** begin Data provided **

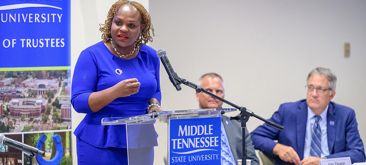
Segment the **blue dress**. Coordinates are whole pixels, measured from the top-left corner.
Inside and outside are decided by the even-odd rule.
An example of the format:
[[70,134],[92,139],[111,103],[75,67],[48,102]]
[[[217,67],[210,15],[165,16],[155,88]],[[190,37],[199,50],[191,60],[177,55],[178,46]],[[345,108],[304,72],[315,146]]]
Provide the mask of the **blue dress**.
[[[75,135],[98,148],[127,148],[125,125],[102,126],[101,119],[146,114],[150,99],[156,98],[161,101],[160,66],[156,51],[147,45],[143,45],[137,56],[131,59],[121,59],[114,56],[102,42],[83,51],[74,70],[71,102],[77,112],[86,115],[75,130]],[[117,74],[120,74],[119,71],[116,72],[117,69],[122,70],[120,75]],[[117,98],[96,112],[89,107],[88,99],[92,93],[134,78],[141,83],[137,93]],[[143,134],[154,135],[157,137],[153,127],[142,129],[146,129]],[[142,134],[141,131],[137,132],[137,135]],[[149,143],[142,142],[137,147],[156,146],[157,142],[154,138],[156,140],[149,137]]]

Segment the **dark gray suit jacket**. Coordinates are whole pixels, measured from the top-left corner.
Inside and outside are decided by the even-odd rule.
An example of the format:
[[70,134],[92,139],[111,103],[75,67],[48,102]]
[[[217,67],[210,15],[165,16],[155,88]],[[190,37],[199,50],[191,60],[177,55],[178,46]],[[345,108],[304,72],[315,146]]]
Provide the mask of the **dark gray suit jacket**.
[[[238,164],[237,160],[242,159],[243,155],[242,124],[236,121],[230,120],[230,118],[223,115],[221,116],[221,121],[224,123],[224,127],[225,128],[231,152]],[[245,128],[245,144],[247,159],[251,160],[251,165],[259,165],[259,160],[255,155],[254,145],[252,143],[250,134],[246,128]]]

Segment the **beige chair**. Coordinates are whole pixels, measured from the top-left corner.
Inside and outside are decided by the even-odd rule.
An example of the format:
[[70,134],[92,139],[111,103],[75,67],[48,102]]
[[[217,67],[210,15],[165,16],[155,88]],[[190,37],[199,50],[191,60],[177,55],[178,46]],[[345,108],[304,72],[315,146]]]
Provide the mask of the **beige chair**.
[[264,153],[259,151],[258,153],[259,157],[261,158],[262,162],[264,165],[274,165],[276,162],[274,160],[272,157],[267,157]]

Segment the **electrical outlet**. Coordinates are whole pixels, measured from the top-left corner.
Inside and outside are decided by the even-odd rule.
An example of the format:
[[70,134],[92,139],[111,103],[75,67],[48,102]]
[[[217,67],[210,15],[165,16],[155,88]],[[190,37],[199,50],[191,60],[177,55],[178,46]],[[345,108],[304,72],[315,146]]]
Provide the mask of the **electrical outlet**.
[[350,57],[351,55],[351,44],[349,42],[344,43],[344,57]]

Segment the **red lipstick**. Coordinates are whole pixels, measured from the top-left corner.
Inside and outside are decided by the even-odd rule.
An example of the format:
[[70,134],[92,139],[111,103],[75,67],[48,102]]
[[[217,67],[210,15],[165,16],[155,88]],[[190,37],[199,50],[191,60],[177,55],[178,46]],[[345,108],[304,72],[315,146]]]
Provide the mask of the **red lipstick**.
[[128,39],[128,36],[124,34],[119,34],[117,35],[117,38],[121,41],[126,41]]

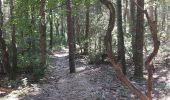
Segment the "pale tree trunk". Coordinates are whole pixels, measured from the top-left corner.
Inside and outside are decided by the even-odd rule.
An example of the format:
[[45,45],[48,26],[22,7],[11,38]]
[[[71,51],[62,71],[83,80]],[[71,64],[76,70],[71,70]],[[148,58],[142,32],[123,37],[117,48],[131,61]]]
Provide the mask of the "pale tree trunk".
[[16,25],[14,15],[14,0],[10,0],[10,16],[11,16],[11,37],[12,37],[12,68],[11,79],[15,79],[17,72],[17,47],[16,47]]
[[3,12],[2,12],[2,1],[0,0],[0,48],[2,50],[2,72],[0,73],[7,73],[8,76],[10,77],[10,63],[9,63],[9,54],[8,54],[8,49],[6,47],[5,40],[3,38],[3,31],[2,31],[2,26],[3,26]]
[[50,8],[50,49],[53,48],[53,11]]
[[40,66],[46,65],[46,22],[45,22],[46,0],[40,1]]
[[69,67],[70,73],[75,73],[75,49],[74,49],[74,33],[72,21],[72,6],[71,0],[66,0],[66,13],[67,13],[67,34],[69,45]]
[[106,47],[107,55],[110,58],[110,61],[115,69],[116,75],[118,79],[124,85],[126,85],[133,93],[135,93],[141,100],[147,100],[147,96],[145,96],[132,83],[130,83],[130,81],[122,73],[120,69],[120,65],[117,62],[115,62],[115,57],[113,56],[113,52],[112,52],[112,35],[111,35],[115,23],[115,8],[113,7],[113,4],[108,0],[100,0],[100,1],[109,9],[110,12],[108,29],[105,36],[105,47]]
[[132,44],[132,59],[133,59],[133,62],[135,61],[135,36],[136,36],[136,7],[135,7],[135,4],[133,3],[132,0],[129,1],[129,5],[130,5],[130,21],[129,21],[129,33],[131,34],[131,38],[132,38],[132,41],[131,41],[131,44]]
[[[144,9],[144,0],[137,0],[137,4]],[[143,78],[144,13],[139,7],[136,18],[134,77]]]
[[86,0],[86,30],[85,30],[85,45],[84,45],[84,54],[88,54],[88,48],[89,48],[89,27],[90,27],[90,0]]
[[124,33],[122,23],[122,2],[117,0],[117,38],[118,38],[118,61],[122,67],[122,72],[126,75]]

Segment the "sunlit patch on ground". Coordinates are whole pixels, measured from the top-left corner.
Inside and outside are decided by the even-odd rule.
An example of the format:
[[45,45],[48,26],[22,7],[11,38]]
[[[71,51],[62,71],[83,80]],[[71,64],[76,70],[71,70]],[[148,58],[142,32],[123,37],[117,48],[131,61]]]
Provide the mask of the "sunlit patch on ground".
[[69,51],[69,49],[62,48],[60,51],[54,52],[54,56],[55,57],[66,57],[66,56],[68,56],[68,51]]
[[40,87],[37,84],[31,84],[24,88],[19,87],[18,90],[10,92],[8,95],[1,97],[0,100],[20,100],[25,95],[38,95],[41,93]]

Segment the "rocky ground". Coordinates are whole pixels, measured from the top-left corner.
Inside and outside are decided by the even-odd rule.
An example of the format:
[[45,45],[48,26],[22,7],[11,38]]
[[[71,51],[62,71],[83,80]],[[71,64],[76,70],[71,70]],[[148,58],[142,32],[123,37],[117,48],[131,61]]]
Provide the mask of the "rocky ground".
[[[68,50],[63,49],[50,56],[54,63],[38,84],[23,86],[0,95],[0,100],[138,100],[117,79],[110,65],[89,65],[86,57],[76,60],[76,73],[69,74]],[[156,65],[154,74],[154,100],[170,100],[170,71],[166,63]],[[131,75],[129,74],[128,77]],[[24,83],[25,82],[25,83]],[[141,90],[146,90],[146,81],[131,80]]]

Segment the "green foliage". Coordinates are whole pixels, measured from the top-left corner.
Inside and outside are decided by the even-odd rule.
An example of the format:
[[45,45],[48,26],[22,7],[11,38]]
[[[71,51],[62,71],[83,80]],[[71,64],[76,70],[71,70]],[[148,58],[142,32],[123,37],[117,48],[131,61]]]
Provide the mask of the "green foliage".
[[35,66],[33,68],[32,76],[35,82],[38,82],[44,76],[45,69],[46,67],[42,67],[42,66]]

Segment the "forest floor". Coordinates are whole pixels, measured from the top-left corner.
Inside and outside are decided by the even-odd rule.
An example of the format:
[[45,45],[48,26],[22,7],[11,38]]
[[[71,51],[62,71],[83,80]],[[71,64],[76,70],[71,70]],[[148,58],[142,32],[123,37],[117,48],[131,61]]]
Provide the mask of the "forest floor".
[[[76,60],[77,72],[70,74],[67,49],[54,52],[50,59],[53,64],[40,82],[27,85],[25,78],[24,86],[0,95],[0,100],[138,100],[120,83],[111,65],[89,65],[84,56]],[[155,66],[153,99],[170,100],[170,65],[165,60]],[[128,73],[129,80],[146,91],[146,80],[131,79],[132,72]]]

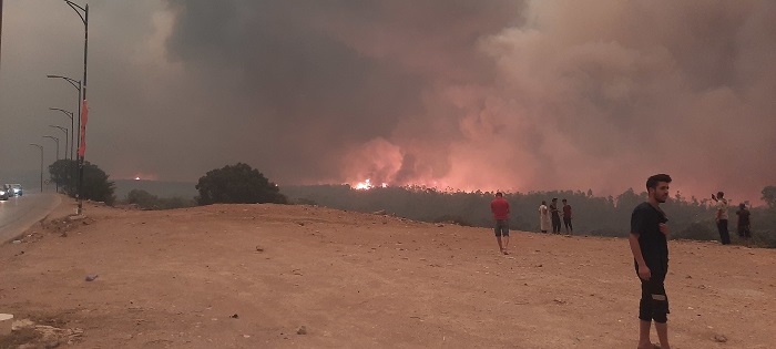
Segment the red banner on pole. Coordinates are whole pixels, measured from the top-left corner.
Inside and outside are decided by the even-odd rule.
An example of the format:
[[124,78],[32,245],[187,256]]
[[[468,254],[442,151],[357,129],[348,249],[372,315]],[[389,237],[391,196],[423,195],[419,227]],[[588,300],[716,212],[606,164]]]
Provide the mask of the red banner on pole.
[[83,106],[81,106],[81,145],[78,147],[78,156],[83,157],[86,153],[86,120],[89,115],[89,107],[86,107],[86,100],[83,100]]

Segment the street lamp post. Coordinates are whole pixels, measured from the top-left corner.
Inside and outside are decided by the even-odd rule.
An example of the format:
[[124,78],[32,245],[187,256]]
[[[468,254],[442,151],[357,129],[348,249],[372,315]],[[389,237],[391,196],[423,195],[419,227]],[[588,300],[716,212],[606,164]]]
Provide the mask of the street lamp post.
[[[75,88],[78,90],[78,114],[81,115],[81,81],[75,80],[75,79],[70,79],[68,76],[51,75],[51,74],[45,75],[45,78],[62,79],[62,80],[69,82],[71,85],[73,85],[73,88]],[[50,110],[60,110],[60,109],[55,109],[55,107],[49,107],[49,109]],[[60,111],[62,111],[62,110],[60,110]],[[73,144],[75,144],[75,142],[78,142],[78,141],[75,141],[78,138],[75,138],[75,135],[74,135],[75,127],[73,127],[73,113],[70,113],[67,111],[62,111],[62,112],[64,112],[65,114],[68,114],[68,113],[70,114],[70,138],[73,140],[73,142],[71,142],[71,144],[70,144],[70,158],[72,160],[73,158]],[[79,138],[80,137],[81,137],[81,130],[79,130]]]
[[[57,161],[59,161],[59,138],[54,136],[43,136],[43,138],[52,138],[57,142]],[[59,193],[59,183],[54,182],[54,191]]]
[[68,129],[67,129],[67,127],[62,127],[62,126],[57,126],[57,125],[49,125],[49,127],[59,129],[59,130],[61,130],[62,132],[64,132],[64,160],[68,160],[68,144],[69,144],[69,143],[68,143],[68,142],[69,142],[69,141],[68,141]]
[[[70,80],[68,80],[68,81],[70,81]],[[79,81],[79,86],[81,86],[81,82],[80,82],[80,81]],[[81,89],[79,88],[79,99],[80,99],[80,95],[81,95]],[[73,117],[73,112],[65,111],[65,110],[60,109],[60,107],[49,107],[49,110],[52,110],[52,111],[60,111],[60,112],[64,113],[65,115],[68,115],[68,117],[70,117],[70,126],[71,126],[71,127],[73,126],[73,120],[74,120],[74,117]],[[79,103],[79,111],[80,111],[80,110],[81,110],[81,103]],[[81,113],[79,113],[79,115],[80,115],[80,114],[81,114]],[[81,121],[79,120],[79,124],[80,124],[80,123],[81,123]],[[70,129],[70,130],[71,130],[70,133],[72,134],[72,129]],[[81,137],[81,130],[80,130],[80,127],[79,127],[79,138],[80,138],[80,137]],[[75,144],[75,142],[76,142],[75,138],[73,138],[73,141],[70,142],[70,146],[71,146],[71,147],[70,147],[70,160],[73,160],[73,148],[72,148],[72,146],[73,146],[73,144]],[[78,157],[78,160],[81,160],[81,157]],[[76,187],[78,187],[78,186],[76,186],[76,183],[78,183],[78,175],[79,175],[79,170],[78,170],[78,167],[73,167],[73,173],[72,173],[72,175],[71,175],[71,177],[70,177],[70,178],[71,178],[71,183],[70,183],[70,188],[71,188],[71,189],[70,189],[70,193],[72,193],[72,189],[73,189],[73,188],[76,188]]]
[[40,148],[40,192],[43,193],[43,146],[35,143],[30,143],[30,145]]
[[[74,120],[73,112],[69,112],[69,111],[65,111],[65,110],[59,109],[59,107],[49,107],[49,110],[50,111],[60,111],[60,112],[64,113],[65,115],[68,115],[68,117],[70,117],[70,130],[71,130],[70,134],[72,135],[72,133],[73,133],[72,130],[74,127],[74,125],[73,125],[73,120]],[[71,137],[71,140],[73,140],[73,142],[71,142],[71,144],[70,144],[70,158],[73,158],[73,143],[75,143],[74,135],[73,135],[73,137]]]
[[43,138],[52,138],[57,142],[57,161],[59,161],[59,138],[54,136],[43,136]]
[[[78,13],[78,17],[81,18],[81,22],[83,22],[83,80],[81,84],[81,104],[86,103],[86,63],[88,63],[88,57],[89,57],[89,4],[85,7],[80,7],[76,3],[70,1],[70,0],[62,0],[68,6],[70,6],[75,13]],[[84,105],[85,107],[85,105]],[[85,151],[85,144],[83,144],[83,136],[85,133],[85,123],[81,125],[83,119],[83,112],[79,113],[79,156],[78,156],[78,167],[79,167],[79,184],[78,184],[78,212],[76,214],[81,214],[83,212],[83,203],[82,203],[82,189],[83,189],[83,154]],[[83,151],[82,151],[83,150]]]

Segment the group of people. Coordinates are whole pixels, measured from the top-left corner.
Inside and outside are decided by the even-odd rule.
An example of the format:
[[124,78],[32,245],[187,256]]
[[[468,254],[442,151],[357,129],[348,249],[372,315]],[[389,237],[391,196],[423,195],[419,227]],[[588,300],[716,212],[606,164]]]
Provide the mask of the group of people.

** end Data provided **

Swap "street lamp post" for "utility pole" in the lines starting with the one that contains "Segment the street" and going on through the one that contains "Provide the mask of the street lamp post.", and give those lines back with nothing else changed.

Segment the utility pole. Coordinates are whole pixels, measured from the top-left corner.
Inside and outside are decided by the even-odd rule.
An example of the format:
[[124,78],[32,245],[187,256]]
[[[468,254],[442,151],[357,129],[348,249],[372,315]],[[389,237],[391,196],[423,195],[419,227]],[[588,300],[716,212],[606,164]]]
Provide the mask of the utility pole.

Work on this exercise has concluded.